<<<<

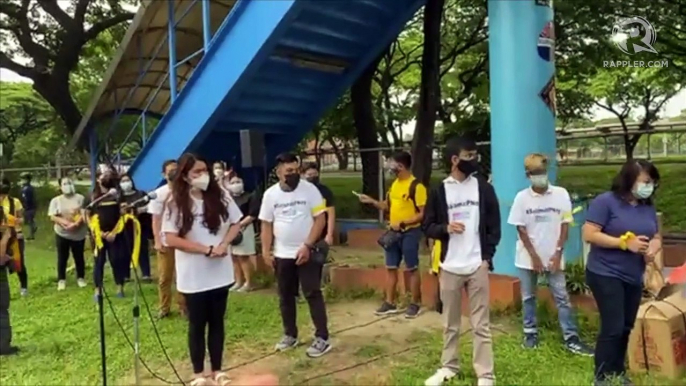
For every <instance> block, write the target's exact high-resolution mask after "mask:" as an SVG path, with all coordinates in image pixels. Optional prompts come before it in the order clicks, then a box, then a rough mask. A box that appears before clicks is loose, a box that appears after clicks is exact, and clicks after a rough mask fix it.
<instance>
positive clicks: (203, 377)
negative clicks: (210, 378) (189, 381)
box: [188, 377, 209, 386]
mask: <svg viewBox="0 0 686 386" xmlns="http://www.w3.org/2000/svg"><path fill="white" fill-rule="evenodd" d="M188 385H189V386H209V383H207V378H205V377H200V378H195V379H194V380H192V381H191V383H189V384H188Z"/></svg>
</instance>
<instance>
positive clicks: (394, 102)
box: [374, 14, 423, 148]
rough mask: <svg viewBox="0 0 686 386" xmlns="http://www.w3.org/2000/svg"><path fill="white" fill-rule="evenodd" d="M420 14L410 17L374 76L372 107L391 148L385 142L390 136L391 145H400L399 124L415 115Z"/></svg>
mask: <svg viewBox="0 0 686 386" xmlns="http://www.w3.org/2000/svg"><path fill="white" fill-rule="evenodd" d="M420 15H421V14H417V15H415V17H414V18H412V20H411V21H410V22H409V23H408V24H407V25H406V26H405V29H404V30H403V32H402V33H401V34H400V35H399V36H398V38H397V39H396V40H395V41H394V42H393V43H392V44H391V45H390V47H389V48H388V50H386V53H385V54H384V56H383V57H382V58H381V62H380V63H379V66H378V68H377V71H376V74H375V76H374V81H375V83H376V86H377V87H378V92H377V93H376V95H377V97H376V103H375V106H376V109H377V112H378V114H379V115H380V116H381V123H380V125H379V134H380V137H381V138H380V139H381V143H382V145H383V146H384V147H391V144H390V143H388V136H389V135H390V137H391V138H393V147H400V148H402V147H403V133H402V132H401V128H402V125H403V124H406V123H408V122H409V121H410V120H411V119H412V118H414V114H415V111H414V110H415V109H414V104H415V101H416V92H417V89H418V86H419V81H418V77H417V75H416V70H417V68H418V67H419V64H420V63H421V55H422V45H423V42H422V31H421V30H420V29H419V27H420V26H421V25H422V18H421V17H420ZM375 91H376V90H375Z"/></svg>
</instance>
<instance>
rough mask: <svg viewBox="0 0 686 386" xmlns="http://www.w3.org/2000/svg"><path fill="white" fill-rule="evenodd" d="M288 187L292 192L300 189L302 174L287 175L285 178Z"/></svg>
mask: <svg viewBox="0 0 686 386" xmlns="http://www.w3.org/2000/svg"><path fill="white" fill-rule="evenodd" d="M284 180H285V183H286V186H288V188H289V189H290V190H295V188H297V187H298V184H299V183H300V174H298V173H291V174H286V177H285V178H284Z"/></svg>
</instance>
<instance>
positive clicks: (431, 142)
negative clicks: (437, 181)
mask: <svg viewBox="0 0 686 386" xmlns="http://www.w3.org/2000/svg"><path fill="white" fill-rule="evenodd" d="M444 5H445V0H428V1H427V2H426V5H425V6H424V49H423V52H422V80H421V88H420V92H419V106H418V109H417V125H416V126H415V131H414V138H413V140H412V158H413V160H414V162H413V163H412V172H413V174H414V175H415V176H416V178H417V179H418V180H419V181H421V182H422V183H423V184H424V185H426V186H428V185H429V182H430V181H429V180H430V179H431V165H432V162H431V158H432V155H433V141H434V127H435V125H436V113H437V111H438V103H439V101H440V99H441V95H440V93H441V88H440V79H439V77H440V73H441V21H442V19H443V6H444Z"/></svg>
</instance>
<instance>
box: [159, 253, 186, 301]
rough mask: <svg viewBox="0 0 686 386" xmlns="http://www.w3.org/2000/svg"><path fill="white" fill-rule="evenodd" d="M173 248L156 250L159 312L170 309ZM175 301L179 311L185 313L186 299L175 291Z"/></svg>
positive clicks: (173, 261)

>>>>

* _Directions_: When you reach the line containing "187L292 192L300 189L302" in the data above, retype it and each line after it through the final one, exactly as written.

* _Written answer_:
rough mask: <svg viewBox="0 0 686 386" xmlns="http://www.w3.org/2000/svg"><path fill="white" fill-rule="evenodd" d="M288 187L292 192L300 189L302 174L287 175L285 178Z"/></svg>
mask: <svg viewBox="0 0 686 386" xmlns="http://www.w3.org/2000/svg"><path fill="white" fill-rule="evenodd" d="M284 180H285V183H286V186H288V188H289V189H290V190H295V188H297V187H298V184H299V183H300V174H298V173H291V174H286V177H285V178H284Z"/></svg>
</instance>
<instance>
positive clicks: (431, 142)
negative clicks: (437, 181)
mask: <svg viewBox="0 0 686 386" xmlns="http://www.w3.org/2000/svg"><path fill="white" fill-rule="evenodd" d="M444 5H445V0H428V1H427V2H426V5H425V6H424V49H423V52H422V80H421V88H420V92H419V106H418V109H417V125H416V126H415V131H414V138H413V140H412V158H413V160H414V162H413V163H412V172H413V174H414V175H415V176H416V178H417V179H418V180H419V181H421V182H422V183H423V184H424V185H426V186H428V185H429V182H430V181H429V180H430V179H431V165H432V162H431V158H432V155H433V141H434V127H435V125H436V113H437V111H438V103H439V101H440V99H441V95H440V93H441V88H440V79H439V77H440V73H441V21H442V19H443V6H444Z"/></svg>
</instance>
<instance>
box: [159, 253, 186, 301]
rough mask: <svg viewBox="0 0 686 386" xmlns="http://www.w3.org/2000/svg"><path fill="white" fill-rule="evenodd" d="M173 248L156 250L159 312L170 309ZM175 301L179 311L185 313L186 299L175 291Z"/></svg>
positive clicks: (173, 261)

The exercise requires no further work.